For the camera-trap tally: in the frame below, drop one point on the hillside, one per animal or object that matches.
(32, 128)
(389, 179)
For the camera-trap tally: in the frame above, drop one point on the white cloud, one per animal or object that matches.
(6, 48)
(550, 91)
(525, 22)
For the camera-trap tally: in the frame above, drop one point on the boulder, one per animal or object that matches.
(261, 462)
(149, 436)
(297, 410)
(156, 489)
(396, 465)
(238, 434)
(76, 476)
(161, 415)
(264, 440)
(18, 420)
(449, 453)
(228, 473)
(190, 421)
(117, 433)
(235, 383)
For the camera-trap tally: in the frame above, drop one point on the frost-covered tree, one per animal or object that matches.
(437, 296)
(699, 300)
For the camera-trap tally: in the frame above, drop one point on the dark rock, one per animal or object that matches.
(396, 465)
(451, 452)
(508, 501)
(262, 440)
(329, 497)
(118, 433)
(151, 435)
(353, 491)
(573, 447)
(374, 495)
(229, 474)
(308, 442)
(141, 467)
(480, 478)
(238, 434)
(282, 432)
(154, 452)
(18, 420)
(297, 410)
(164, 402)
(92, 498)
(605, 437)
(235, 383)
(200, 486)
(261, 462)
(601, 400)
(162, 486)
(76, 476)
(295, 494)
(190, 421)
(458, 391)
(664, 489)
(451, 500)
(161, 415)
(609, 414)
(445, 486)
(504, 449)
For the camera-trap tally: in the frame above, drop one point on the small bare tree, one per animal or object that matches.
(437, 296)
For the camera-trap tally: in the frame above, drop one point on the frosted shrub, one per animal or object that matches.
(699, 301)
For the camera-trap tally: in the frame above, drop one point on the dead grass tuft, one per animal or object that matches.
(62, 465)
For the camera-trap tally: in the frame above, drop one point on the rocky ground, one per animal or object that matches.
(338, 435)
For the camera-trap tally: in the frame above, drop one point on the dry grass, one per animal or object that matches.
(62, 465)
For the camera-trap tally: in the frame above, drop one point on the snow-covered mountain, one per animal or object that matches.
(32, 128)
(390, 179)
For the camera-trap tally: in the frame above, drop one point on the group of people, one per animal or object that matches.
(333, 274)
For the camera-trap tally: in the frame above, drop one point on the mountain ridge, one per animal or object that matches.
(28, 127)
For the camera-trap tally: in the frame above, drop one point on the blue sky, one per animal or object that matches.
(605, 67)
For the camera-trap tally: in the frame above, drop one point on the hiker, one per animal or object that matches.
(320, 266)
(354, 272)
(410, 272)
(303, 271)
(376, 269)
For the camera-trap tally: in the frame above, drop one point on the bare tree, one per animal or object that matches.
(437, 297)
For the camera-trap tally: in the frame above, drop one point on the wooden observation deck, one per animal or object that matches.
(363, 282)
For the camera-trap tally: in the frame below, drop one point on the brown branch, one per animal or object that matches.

• • • •

» **TASK TO COMPLETE**
Set down the listing above in full, please, exactly as it appears.

» **CORRECT OUTPUT**
For the camera-trap tally: in the frame below, drop one point on the hillside, one per animal or object that matches.
(32, 128)
(389, 179)
For the camera-trap tally: in the frame above, drop one point on the white cloud, one per animal or object that matches.
(6, 48)
(550, 91)
(525, 22)
For the camera-trap tally: in the frame above, drop one point on the boulder, one per animal or object that matches.
(261, 462)
(149, 436)
(297, 410)
(156, 489)
(396, 465)
(238, 434)
(76, 476)
(161, 415)
(264, 440)
(18, 420)
(449, 453)
(228, 473)
(190, 421)
(117, 433)
(235, 383)
For the camera-trap tally: in the frame above, drop one point on the frost-covered tree, one per animal or object that matches.
(437, 296)
(699, 300)
For the camera-trap tally: in the frame above, drop one point on the dark rock, one per animal or object that matches.
(396, 465)
(451, 452)
(508, 501)
(262, 440)
(329, 497)
(118, 433)
(151, 435)
(353, 491)
(573, 447)
(374, 495)
(229, 474)
(308, 442)
(141, 467)
(480, 478)
(238, 434)
(282, 432)
(154, 452)
(18, 420)
(297, 410)
(164, 402)
(92, 498)
(605, 437)
(235, 383)
(200, 486)
(261, 462)
(601, 400)
(162, 486)
(76, 476)
(295, 494)
(190, 421)
(458, 391)
(664, 489)
(451, 500)
(161, 415)
(609, 414)
(445, 486)
(504, 449)
For the camera-trap tally: in the frame above, drop one point on the small bare tree, one per animal or object that matches.
(437, 296)
For the camera-trap tally: in the frame above, drop one point on the frosted shrub, one per animal or object that matches.
(699, 301)
For the camera-trap tally: in the frame above, drop one point on the dead grass tuft, one per animal or object that matches.
(62, 465)
For the camera-trap tally: in the frame above, drop one point on the rocky ground, one per animal or object that matches.
(338, 435)
For the camera-trap tally: in the frame above, drop one point on the dry grass, one per animal or object that matches.
(62, 465)
For the camera-trap tally: in the frame above, drop one point on the snow-covered mountain, one per animal or object that matches.
(32, 128)
(390, 179)
For the camera-trap tally: in the frame above, drop one point on the group of people, one per animal or object that matches.
(333, 274)
For the camera-trap tally: in the frame above, drop one point on the mountain ridge, one per animal or object that matches.
(28, 127)
For the camera-trap tally: in the frame above, drop one point on the blue sky, one per animal or object that matches.
(605, 67)
For the camera-trap tally: in the frame above, drop one point on the hiker, one per animal or object that matches.
(320, 266)
(354, 272)
(410, 272)
(303, 271)
(376, 269)
For the camera-trap tally: in the frame above, drop one point on the bare tree, one per animal or object that matches.
(437, 297)
For the camera-trap tally: in the frame above, drop one point on the wooden observation deck, one per animal or object that matches.
(363, 282)
For the camera-trap tally: in the frame below, drop one point on the brown branch, one per animal or object that matches.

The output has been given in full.